■ **PODANY TEKST**
"""

Mara – Demon Narodzony z Duszy Grzesznika
Mara, Zmora
Zmory, Mary – w wierzeniach słowiańskich są pół-demonicznymi stworzeniami. Mary karmią się siłami witalnymi ludzi żyjących, wykańczają ich fizycznie, ale nie są w stanie ich bezpośrednio zabić (chociaż, podobno zdarzały się też takie przypadki!). Są nocnymi istotami złymi z natury, mocno związane z zaburzeniami snu.
Kim lub czym jest Mara?
Wiele polskich mitów ludowych opisuje je jako wędrowne dusze tych żywych ludzi, którzy zatracili się w bardzo głębokim śnie lub cierpią na ciężką chorobę np. popadli w śpiączkę. Zmorami często stawały się siódme córki danego małżeństwa, osoby którym przy chrzcie przekręcono imię, “zmorowatość” dotykać też mogła ludzi mających zrośnięte nad oczyma brwi lub różnokolorowe oczy. Istnieją wierzenia, że zmorą zostaje po śmierci osoba, przy której na łożu śmierci (według innych wariantów, również w czasie chrztu), odmawiając Pozdrowienie Anielskie, przejęzyczył się i powiedział Zmoraś Mario zamiast Zdrowaś Mario. Dusze opuszczały ciało, aby zamęczać ludzi. W niektórych regionach Polski uważano, że są duszami tych, którzy zmarli w nędzy nie otrzymując sakramentów świętych , lub ludzi, którzy zostali urodzeni z dwiema duszami! Ciekawe, prawda? We wszystkich przypadkach zostały utracone więzi między światem żywym i umarłym. Mary wędrowały szukając energii życiowej – wysysając krew z żyjących! Zmory siadały zwykle na nogach lub klatce piersiowej, powodując senny paraliż lub problemy z oddychaniem związane z poczuciem ciężkości na piersi. Sadowi się na piersiach śpiącej osoby, przyciska piersi kolanami i powoduje uderzenie krwi do głowy. W ten sposób pozbawia powoli tchu swoją ofiarę. Spija krew wypływającą nosem lub też nacina zębami żyłkę na skroni lub szyi i wysysa. Ofiara zmory traci siły i energię, które później odzyskuje w naturalny sposób. Mocno wygłodzona zmora potrafiła jednak zabić swoją ofiarę. Mary były bardziej skłonne zaatakować osobę, które spała na plecach. Już wiecie, aby od teraz spać tylko na brzuchu!

"""

■ **PODANE WIERSZE**
"""

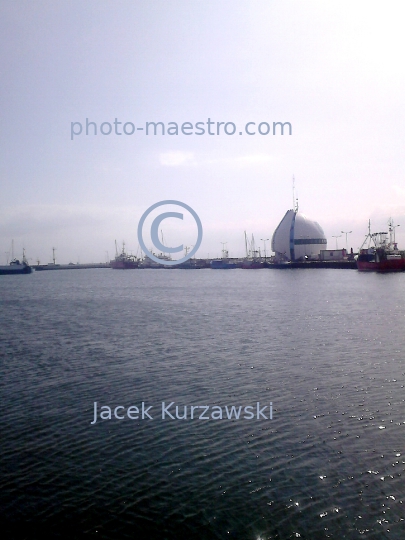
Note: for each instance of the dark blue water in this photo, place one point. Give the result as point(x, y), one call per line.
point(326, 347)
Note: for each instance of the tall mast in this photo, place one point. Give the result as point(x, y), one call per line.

"""
"""

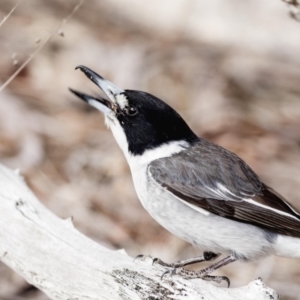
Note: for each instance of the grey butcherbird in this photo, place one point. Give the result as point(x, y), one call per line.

"""

■ **CO ZROBIĆ**
(A) Odpowiedz krótko na pytania do tekstu o zmorach:
(i) Czym karmią się mary?
(ii) Jakie słowa wypowiedziane zamiast „Zdrowaś Mario” mogły sprawić, że ktoś po śmierci zostanie zmorą?
(iii) Na jakiej części ciała lub na jakich częściach ciała zmory zwykle siadały?
(B) Proszę, podaj dalszy ciąg tekstu o zmorach, zaczynając po jego ostatnim zdaniu.

■ **ROZWIĄZANE ZADANIA**
(A)
(i) Siłami witalnymi ludzi żyjących.
(ii) „Zmoraś Mario”.
(iii) Na nogach lub na klatce piersiowej.

(B)
Ochrona przez Zmorą
Zmory były uważane za istoty pół-materialne, niezdolne do przejścia przez ciało stałe. To jednak nie powstrzymało ich, aby wejść do domostwa. Zgodnie z prastarymi opowieściami, Mary nauczyły się otwierać wszelkiego rodzaju zamki, żadne drzwi nie były dla nich przeszkodą. Mogły też wejść do środka przez dziurkę od klucza, przyjmując postać np. komara lub źdźbła trawy. Zazwyczaj były niewidoczne dla wzroku ludzi, ale niektóre Zmory mogły przybrać postać człowieka, wciąż posiadającego półprzezroczyste ciało. W większości starych opowieści Mary były istotami płci żeńskiej, przybierały postać paskudnej dziewicy lub ohydnej, brzydkiej baby, którą zobaczyć można było, gdy padało na nią światło księżyca.
Czy Mary nawiedzały tylko ludzi?
W wielu opowieściach Zmory również nękały zwierzęta, a ich celami były przeważnie konie.

Mara na koniu
Poszukiwały ciepłego towarzystwa i siły witalnej, której koniom nigdy nie brakowało. Koń, który został w nocy odwiedzony przez Marę, rano był spocony i wyczerpany. Zmory również drażniły i stresowały konie, zdarzało się, że ich grzywa oraz ogon poplątane były i związane w cienkie warkocze, bardzo trudne do rozplątania. Niektóre, szczególnie złośliwe Mary, wielbiły się w torturowaniu koni, jeżdżąc na nich przez całą noc. Nad ranem można było zostawić ślad, który zostawiła Mara dosiadając konia.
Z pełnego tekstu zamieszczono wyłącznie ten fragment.